Vergelegen and Vicky West

Unexpected lunch yesterday with Vergelgen winemaker and long-time enfant terrible of SA wine, André van Rensburg (below, right), and other wine identities at a Dias-beating Porrra restaurant in Somerset West, Casa Valdez. Grilled sardines followed by impressively fiery peri-peri spatchcock for me while the Vans first split a Valdez salad before sharing a 500g espetada on a lethal looking metal skewer. Although it was a chair that André brandished above his head to make a point in a discussion about the holiday romance prospects of Vermaaklikheid.

Is André mellowing with age like his Vergelegen reds? For I gave him a bottle of Lemoenfontein Pinotage 2009 and he passed some nice comments, although the rest of the Swartland did not escape his tongue with “average to mediocre” his assessment of the terroir. It’s success ascribed to popularity with fashion-aware wine writers.

To see how lemming-like is the species, check out Neal Martin’s long awaited Cape Wine 2012 report back. WOSA must be sorely disappointed to rack up so many carbon miles for such a disappointing result. Although Boela Gerber (above left), winemaker at Groot Constantia (whose Chardonnay 2011 was the best white of the afternoon and good value indeed at R140) did make the point that the message of SA as being an exciting appellation was valuable. If only consumers, rather than anoraks and envious colleagues, read Neal. The point is better made by Stephen Tanzer in the Wall Street Journal.

André’s best joke of the lunch was at the expense of father-in-law, Jop Steenkamp, one of the main manne in Victoria West and friend of Mannetjies Roux and a boerekos kenner for whom chicken and pork pass as vegetables. Recently in London with Jop to visit brother-in-law Stoney (what else do you nickname a small Steenkamp?), Jop had a heart attack. Admitted to hospital, Jop, whose English is only slightly better than Beyers Truter, had a couple of stents implanted to open up his circulation. “His English was so bad” relates André, “the doctors thought he had brain damage.”

→ DATASET:
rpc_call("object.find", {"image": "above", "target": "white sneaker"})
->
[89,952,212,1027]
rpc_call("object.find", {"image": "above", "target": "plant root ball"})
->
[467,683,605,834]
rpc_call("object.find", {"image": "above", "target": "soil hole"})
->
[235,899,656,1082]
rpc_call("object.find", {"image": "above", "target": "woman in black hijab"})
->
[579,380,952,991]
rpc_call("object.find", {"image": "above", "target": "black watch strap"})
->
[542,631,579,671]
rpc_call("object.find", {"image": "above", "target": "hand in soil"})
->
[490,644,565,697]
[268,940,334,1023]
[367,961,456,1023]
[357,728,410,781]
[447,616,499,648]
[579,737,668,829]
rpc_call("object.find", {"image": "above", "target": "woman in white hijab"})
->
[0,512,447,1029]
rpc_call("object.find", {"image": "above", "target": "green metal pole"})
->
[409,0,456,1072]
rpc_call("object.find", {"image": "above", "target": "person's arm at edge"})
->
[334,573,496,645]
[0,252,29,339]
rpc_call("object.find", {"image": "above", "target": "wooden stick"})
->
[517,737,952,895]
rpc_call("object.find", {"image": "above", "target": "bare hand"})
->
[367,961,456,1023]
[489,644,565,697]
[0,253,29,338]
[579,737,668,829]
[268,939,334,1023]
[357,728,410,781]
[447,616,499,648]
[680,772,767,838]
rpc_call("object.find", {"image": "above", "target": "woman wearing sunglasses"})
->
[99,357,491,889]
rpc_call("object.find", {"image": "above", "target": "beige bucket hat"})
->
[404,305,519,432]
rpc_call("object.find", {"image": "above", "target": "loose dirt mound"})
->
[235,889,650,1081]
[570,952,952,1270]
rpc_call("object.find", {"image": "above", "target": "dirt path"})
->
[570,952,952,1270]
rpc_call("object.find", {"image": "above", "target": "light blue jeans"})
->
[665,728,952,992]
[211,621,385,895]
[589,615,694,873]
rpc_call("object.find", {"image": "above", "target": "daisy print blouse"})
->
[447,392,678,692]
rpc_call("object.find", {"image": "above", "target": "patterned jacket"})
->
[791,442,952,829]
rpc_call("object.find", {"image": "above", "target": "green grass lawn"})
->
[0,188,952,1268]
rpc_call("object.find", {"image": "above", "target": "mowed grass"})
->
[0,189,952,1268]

→ TASK LIST:
[A] In the piece about lunch with Vergelegen's winemaker, translate this sentence into French: "The point is better made by Stephen Tanzer in the Wall Street Journal."
[B] Pick up the piece about lunch with Vergelegen's winemaker after its final sentence and write what comes next.

→ RESPONSES TO THE TASKS:
[A] L'argument est mieux formulé par Stephen Tanzer dans le Wall Street Journal.

[B]
The good news is that Jop is back on his feet in Vicky West, which featured last night in the Karoo division of David Kramer’s Kalahari Karoo Blues at the Baxter Theatre. A show far less polished and stage-ready than the Breyani he dished up back in December 2010. Although a brave attempt is made to link the Kalahari and the Karoo through the use of common musical instruments fashioned from amplified Castrol tins, the Botswana boys (80 years old Babsi singing wistfully about condoms, young buck Ondong Piet dressed in buckskins like a tourist curio and Kapong’s answer to Jimi Hendrix but with better guitar skills, Ronnie Moipolai) sounded more Ali Farka Touré than Appolis Broers, singing as they were about “bitches” and AIDS prevention. The pairing does not really work.

It’s a language thing as David admitted, arranging Ronnie on the chair with his hands, “we can’t understand each other.” Did he give the game away with his comment about “my good friend Paul Simon”? although I’d rather sign with Ry Cooder to break into the US market. He’s more believably faux-ethno-authentic.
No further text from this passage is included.